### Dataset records
-------

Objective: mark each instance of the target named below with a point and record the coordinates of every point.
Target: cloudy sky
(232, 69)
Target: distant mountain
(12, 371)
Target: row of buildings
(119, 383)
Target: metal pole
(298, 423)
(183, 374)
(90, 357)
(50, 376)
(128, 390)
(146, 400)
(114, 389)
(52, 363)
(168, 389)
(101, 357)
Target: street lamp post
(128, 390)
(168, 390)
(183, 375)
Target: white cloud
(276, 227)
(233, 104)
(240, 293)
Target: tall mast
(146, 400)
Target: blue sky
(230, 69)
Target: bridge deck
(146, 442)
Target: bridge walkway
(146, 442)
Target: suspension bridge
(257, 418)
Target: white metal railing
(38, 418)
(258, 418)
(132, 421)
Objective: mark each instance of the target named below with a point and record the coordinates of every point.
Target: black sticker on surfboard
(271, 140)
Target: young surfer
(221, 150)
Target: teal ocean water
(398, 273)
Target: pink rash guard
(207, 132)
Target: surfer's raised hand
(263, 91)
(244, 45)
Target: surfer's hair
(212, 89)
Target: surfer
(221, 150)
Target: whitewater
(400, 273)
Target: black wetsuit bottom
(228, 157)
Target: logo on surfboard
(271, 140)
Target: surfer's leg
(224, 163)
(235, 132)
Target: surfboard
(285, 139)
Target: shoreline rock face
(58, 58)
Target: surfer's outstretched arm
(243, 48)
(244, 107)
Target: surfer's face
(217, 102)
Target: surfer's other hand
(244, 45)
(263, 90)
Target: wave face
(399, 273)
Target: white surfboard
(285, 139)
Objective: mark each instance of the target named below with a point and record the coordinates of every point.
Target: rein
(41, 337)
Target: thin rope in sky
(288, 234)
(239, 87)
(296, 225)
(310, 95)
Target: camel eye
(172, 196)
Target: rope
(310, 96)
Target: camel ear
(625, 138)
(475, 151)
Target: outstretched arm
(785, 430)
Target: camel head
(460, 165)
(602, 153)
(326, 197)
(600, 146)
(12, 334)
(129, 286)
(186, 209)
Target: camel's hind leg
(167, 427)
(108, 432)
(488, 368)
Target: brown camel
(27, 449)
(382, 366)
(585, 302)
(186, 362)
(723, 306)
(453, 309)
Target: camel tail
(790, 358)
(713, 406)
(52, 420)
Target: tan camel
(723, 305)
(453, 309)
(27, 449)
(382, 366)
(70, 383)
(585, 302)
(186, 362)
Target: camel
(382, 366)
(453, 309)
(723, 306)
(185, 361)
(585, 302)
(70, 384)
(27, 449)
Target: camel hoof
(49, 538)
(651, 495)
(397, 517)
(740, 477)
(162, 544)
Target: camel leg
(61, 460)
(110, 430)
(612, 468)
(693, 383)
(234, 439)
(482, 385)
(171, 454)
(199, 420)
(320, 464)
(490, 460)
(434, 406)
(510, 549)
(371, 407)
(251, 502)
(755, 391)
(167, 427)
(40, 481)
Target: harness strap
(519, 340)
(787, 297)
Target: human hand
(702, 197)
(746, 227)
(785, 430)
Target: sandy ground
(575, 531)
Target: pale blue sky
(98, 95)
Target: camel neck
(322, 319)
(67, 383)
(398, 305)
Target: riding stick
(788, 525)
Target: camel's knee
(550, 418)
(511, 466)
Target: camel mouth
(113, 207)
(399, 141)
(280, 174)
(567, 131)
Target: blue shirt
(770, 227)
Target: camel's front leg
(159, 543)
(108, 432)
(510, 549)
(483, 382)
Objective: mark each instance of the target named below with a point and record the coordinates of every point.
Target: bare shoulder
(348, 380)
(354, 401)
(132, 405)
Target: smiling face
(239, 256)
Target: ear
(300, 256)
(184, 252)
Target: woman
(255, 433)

-------

### Task goal
Print the entries once more, identical in every line.

### Response area
Objective: mark each instance of the target named below with a point and record the coordinates of every point.
Target: cloudy sky
(232, 69)
Target: distant mountain
(12, 371)
Target: row of buildings
(119, 383)
Target: metal pole
(298, 423)
(183, 374)
(90, 357)
(50, 376)
(128, 390)
(146, 400)
(114, 389)
(52, 363)
(168, 389)
(101, 357)
Target: street lamp post
(128, 390)
(168, 390)
(183, 375)
Target: white cloud
(276, 227)
(233, 104)
(240, 293)
Target: tall mast
(146, 400)
Target: blue sky
(230, 69)
Target: bridge deck
(146, 442)
Target: bridge walkway
(146, 442)
Target: suspension bridge
(257, 418)
Target: white metal railing
(38, 418)
(258, 418)
(132, 421)
Objective: mark each instance of the target named below with a point and record the coordinates of every point.
Target: black sticker on surfboard
(271, 140)
Target: young surfer
(221, 150)
Target: teal ocean water
(398, 273)
Target: pink rash guard
(207, 132)
Target: surfer's raised hand
(263, 91)
(244, 45)
Target: surfer's hair
(212, 89)
Target: surfer
(221, 150)
Target: whitewater
(400, 273)
Target: black wetsuit bottom
(228, 157)
Target: logo on surfboard
(271, 140)
Target: surfer's leg
(224, 163)
(235, 132)
Target: surfboard
(285, 139)
Target: shoreline rock face
(58, 58)
Target: surfer's outstretched arm
(243, 48)
(244, 107)
Target: surfer's face
(217, 102)
Target: surfer's other hand
(244, 45)
(263, 90)
Target: wave face
(399, 273)
Target: white surfboard
(285, 139)
Objective: mark each instance of the target named below with a point and record the coordinates of every point.
Target: rein
(41, 337)
Target: thin rope in sky
(288, 234)
(239, 87)
(296, 225)
(310, 95)
Target: camel eye
(172, 196)
Target: rope
(310, 96)
Target: camel ear
(625, 138)
(475, 151)
Target: outstretched arm
(785, 430)
Target: camel head
(460, 165)
(602, 153)
(326, 197)
(600, 146)
(12, 334)
(129, 286)
(186, 209)
Target: camel's hind leg
(167, 427)
(108, 432)
(488, 368)
Target: brown camel
(27, 449)
(382, 366)
(585, 302)
(186, 362)
(723, 306)
(453, 309)
Target: camel tail
(790, 358)
(713, 406)
(52, 420)
Target: tan camel
(723, 305)
(453, 309)
(27, 449)
(382, 366)
(70, 383)
(585, 302)
(186, 362)
Target: camel
(382, 366)
(453, 309)
(723, 306)
(185, 361)
(585, 302)
(70, 384)
(27, 449)
Target: camel hoof
(49, 538)
(651, 495)
(397, 517)
(740, 477)
(162, 544)
Target: camel leg
(61, 460)
(110, 430)
(612, 468)
(693, 383)
(234, 439)
(482, 385)
(171, 454)
(199, 420)
(320, 464)
(490, 460)
(434, 406)
(510, 549)
(371, 407)
(251, 502)
(755, 391)
(167, 427)
(40, 481)
Target: harness strap
(519, 340)
(787, 297)
Target: human hand
(702, 197)
(746, 227)
(785, 430)
Target: sandy ground
(575, 531)
Target: pale blue sky
(98, 95)
Target: camel neck
(322, 319)
(67, 383)
(398, 305)
Target: riding stick
(788, 525)
Target: camel's knee
(550, 418)
(511, 466)
Target: camel mouth
(113, 207)
(399, 141)
(280, 174)
(567, 131)
Target: blue shirt
(770, 227)
Target: camel's front leg
(159, 543)
(108, 432)
(510, 549)
(483, 382)
Objective: mark each instance of the target named below with a point and record the coordinates of every point.
Target: bare shoulder
(348, 380)
(354, 401)
(132, 405)
Target: smiling face
(239, 256)
Target: ear
(300, 256)
(184, 252)
Target: woman
(255, 433)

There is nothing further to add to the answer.